» INSTRUÇÕES:
• A. Segundo o trecho sobre Tolstói, em que ano ele libertou todos os seus servos?
• B. Liste as ocupações que o trecho sobre Tolstói lhe atribui na frase que começa com "Tolstói foi".

» TRECHO SELECIONADO:
● ● ● ●
Se considerarmos sua obra como ficcionista, chegaremos à conclusão de que quase tudo aquilo que criou ainda é lido. Os três romances citados, mais as novelas A felicidade conjugalSonata a Kreutzer e A morte de Ivan Ilitch, além de relatos autobiográficos e de contos populares são a parte principal de sua obra. Tolstói foi romancista, novelista, contista, ensaísta e dramaturgo. Mas também foi o filósofo criador do tolstoísmo, uma forma de vida pastoral e pacifista que hoje nos parece bastante aparentada da forma de vida dos hippies dos anos 60 do século XX.
Imagem do excelente A Última Estação, com Christopher Plummer (Tolstói) e Helen Mirren (Sônia) | Foto: Divulgação

Atualmente, o lado filósofico e a vida pessoal de Tolstói fazem a festa de outros autores, de filmes e séries de TV. Só para citar os casos mais conhecidos: em Diário de uma Ilusão, de Philip Roth (cujo título original é The Ghost Writer, o que nos faz pensar nos critérios dos antigos tradutores de nosso retratado), há um capítulo intitulado Casado com Tolstói, que se refere ao contumaz sumiço de um dos cônjuges.  Também houve o bom filme A última estação, onde vemos as causas de uma das tais fugas. É que, para além de ser um gênio, o escritor russo era um puro. Tão puro que gerava suspeitas. Em 1856, ele, que fazia parte da nobreza russa, libertou todos os seus servos e doou-lhes as terras onde trabalhavam. Estes, porém, desconfiados, devolveram as propriedades ao ex-dono. Ele tinha, aliás, uma recorrente inclinação de desfazer-se de seus bens materiais, inclinação que não estava de acordo com a opinião de sua esposa Sônia.
● ● ● ●
» DADOS EXTRAÍDOS:
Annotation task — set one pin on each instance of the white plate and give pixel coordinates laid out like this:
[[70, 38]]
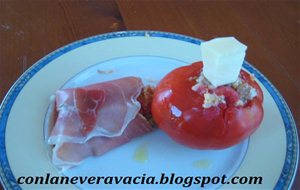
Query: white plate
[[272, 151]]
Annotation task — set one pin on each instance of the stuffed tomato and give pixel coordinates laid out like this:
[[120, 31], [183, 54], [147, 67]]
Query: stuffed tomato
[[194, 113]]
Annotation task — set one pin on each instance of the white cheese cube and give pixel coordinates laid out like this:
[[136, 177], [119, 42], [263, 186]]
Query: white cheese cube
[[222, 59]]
● ● ● ●
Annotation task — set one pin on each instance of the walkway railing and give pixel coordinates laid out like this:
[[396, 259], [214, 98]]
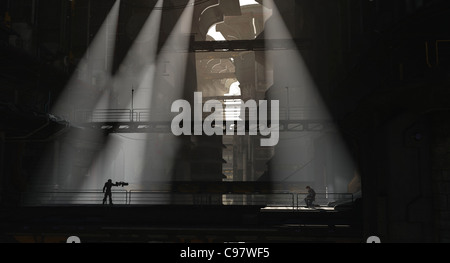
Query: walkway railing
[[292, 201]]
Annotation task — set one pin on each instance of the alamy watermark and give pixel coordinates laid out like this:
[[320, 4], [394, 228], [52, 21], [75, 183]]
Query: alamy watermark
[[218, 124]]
● ● ● ●
» RESPOSTAS POR TAREFA:
• A. Em 1856.

• B. Romancista, novelista, contista, ensaísta e dramaturgo.